* BEGIN SELECTED EXCERPT *

Coding Children’s Reflective Essays
Three aspects of the Jack and Thomas essays were coded: (a) whether two or more sides of a dilemma were articulated; that is, the essay expressed costs as well as benefits of decisions. For instance, if a child thought that Jack should tell on Thomas because of his dishonesty, did he or she also mention possible negative effects of this decision, such as Jack would be called a tattletale by his classmates or might lose Thomas as a friend? (b) Ability to generate different types of reasons. These reasons were further broken down into nine moral principles and 10 practical considerations, as enumerated in Table 1. These reasons have previously been shown to exhaust the reasons children consider in the Pinewood Derby essay (Zhang et al., 2013). And (c) explicitness in weighing different options; for example, stating that being called a tattletale is trivial compared to protecting fairness.

* END SELECTED EXCERPT *

> WRITTEN EXERCISE A
Using the passage on coding children's reflective essays, explain in one to three sentences why the reasons were broken down into nine moral principles and 10 practical considerations.
> WRITTEN EXERCISE B
Carry on the passage about coding children's reflective essays, beginning after its final sentence.

* BEGIN RAW RECORDS *

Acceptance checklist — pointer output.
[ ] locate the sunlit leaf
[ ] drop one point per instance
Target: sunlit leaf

* END RAW RECORDS *
* BEGIN RAW RECORDS *

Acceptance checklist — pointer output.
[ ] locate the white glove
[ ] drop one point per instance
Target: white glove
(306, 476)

* END RAW RECORDS *
* BEGIN RAW RECORDS *

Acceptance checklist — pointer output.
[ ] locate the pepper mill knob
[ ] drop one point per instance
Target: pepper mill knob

* END RAW RECORDS *

> FINAL RESULT A
Those nine moral principles and 10 practical considerations, listed in Table 1, had previously been shown to exhaust the reasons children consider in the Pinewood Derby essay (Zhang et al., 2013).

> FINAL RESULT B
Definitions and Examples of Moral Principles and Practical Considerations
Children’s essays were exported into the NVivo8 qualitative research software (QSR, 2008) for coding. Raters were blind to whether students were from CG, DI, or control classrooms. They had no information about students’ gender, ethnicity, reading comprehension scores, or other personal characteristics. Both dilemma and weighing were coded as binary variables, with 1 indicating present and 0 representing absent. A second rater independently coded 20% of the essays. Interrater reliability was satisfactory (Cohen’s kappa = .87 for dilemma, .81 for weighing).
For the content analysis of types of reasons, each of the nine moral principles and 10 practical considerations was coded as present (1) or absent (0). Number of reasons is the sum of the number of moral principles and practical considerations. This measure represents the range of different reasons children appealed to when making decisions. A second rater independently coded 20% of the essays. Interrater reliability was satisfactory (Cohen’s kappa = .75 for moral principles, .76 for practical considerations).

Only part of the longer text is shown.